* CHALLENGE: Pick out every line in the data below that contains the string "hair", and copy each of those lines unchanged.

(Raw data)
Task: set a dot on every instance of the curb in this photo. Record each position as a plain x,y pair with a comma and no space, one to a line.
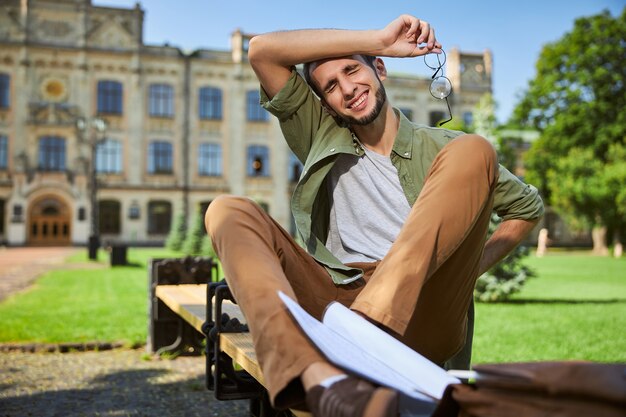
65,347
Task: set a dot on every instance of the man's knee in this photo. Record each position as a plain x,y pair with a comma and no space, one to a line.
222,209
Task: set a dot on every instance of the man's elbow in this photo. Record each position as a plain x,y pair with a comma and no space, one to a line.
255,50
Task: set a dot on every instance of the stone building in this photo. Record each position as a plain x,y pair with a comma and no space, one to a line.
181,128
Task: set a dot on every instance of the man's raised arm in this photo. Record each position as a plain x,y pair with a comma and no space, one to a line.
272,55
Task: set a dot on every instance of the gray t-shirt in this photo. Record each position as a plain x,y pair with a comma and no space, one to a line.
368,207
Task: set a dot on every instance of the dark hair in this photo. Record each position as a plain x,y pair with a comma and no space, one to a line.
368,59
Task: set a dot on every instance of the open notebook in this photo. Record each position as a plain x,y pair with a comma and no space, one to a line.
352,343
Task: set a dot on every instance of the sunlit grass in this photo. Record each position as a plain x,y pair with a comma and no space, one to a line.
574,309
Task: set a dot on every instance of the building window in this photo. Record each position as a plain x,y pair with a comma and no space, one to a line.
160,158
210,159
408,113
110,217
52,153
210,103
2,215
435,117
4,152
159,217
468,118
258,161
255,112
109,157
161,100
295,168
5,95
110,97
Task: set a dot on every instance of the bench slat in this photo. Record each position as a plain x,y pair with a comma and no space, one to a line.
189,302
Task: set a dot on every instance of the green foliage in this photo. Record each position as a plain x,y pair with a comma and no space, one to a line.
176,237
507,277
195,236
207,247
577,101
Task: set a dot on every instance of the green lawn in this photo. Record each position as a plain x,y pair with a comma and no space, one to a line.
81,305
574,309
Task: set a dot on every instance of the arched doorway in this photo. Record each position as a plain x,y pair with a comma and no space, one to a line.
49,223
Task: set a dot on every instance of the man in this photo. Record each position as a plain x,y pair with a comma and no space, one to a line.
393,215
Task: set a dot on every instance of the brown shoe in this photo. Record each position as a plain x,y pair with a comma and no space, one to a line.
352,397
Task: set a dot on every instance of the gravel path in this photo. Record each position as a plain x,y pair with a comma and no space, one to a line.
121,382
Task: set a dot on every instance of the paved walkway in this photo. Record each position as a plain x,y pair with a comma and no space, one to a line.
119,382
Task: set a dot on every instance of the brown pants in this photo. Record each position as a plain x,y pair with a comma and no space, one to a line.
421,290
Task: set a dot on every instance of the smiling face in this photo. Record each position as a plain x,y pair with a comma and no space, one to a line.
351,89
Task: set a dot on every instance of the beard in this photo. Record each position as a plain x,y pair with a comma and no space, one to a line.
380,99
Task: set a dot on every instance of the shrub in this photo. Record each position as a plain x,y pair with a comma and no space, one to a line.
507,277
176,237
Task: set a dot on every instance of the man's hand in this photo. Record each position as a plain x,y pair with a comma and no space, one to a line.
272,55
408,36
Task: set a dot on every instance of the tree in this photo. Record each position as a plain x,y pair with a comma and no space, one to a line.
195,235
509,275
577,101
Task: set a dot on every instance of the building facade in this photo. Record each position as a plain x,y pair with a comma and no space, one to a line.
181,128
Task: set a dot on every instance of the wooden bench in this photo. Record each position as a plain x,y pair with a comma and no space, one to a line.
187,306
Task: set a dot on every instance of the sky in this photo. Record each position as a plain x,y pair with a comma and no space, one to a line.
514,30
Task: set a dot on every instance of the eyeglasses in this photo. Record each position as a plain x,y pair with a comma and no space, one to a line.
440,86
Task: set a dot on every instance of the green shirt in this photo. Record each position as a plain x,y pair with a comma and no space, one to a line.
316,139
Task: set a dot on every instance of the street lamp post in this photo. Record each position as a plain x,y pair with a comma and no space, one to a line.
92,131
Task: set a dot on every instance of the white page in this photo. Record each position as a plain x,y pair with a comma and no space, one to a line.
345,354
429,378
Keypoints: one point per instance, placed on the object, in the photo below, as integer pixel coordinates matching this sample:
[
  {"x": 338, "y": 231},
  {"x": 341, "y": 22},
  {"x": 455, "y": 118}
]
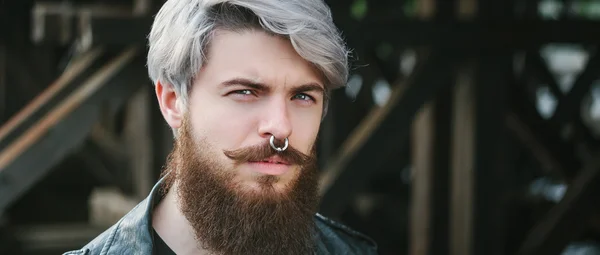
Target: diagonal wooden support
[
  {"x": 16, "y": 125},
  {"x": 537, "y": 64},
  {"x": 381, "y": 135},
  {"x": 60, "y": 129},
  {"x": 552, "y": 163},
  {"x": 568, "y": 108},
  {"x": 568, "y": 218}
]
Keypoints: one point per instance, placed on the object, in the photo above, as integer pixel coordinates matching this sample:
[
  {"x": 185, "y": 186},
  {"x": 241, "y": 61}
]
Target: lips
[
  {"x": 272, "y": 160},
  {"x": 270, "y": 166}
]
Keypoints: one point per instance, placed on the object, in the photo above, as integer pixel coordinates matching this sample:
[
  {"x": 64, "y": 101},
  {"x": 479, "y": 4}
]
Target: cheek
[
  {"x": 306, "y": 129},
  {"x": 224, "y": 125}
]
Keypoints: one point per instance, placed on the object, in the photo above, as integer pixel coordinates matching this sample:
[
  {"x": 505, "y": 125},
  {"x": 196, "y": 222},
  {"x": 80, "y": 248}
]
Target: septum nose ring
[{"x": 279, "y": 149}]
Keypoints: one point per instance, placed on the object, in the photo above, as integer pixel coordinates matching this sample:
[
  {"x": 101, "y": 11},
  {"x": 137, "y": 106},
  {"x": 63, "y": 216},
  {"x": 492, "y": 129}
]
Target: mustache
[{"x": 263, "y": 151}]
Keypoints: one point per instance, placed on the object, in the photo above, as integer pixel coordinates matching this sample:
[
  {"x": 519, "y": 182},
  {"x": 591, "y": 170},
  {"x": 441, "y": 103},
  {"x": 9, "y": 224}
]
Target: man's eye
[
  {"x": 304, "y": 97},
  {"x": 242, "y": 92}
]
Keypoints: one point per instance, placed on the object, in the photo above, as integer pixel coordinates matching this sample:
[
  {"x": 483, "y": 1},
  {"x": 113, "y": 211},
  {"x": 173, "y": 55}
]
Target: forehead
[{"x": 254, "y": 54}]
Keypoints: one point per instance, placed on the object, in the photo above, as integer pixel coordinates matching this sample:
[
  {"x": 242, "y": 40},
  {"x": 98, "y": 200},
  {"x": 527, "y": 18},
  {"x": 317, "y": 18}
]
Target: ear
[{"x": 169, "y": 102}]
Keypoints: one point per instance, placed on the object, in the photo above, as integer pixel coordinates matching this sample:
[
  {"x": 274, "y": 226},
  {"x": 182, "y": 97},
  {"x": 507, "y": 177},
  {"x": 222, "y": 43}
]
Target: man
[{"x": 244, "y": 84}]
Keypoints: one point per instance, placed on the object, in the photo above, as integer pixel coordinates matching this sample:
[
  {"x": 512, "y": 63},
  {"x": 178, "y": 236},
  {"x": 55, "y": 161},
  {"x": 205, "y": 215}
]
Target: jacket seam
[{"x": 110, "y": 239}]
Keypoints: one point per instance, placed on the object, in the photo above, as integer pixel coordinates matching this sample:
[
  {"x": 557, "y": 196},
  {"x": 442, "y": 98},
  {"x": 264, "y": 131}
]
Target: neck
[{"x": 172, "y": 226}]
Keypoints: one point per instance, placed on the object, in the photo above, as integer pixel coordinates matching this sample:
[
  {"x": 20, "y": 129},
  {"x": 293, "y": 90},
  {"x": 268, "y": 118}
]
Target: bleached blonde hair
[{"x": 182, "y": 31}]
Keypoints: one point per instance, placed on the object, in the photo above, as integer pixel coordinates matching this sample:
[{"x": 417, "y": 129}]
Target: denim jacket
[{"x": 132, "y": 235}]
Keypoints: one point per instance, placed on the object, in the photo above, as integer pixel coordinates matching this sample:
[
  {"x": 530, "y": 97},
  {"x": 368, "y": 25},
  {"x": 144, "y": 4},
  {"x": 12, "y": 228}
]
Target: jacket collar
[{"x": 133, "y": 234}]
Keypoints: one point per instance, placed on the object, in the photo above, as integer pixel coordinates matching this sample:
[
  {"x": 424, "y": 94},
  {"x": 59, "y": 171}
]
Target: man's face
[
  {"x": 239, "y": 194},
  {"x": 253, "y": 86}
]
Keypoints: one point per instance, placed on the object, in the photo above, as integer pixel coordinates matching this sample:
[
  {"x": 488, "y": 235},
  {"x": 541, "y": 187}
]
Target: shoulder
[
  {"x": 95, "y": 246},
  {"x": 339, "y": 238}
]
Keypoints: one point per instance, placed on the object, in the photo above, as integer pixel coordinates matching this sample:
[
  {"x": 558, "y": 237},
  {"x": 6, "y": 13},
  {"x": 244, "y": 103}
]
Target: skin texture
[{"x": 254, "y": 85}]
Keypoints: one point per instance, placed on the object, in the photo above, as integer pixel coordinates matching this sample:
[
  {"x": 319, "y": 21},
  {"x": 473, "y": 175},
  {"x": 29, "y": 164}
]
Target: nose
[{"x": 276, "y": 122}]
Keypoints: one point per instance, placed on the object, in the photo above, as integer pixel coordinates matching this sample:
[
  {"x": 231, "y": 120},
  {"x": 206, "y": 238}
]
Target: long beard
[{"x": 226, "y": 218}]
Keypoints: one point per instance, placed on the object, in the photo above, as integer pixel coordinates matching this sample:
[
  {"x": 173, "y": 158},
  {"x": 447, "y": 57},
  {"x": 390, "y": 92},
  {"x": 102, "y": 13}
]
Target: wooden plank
[
  {"x": 472, "y": 36},
  {"x": 138, "y": 141},
  {"x": 43, "y": 98},
  {"x": 463, "y": 148},
  {"x": 491, "y": 175},
  {"x": 569, "y": 106},
  {"x": 422, "y": 180},
  {"x": 65, "y": 127},
  {"x": 364, "y": 152},
  {"x": 11, "y": 152}
]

* SOLUTION:
Task: set a dot on every instance of the dark hair in this photo. Record each position as a plain x,y pair with a comma and no space, one to a line.
Target: bleached blonde hair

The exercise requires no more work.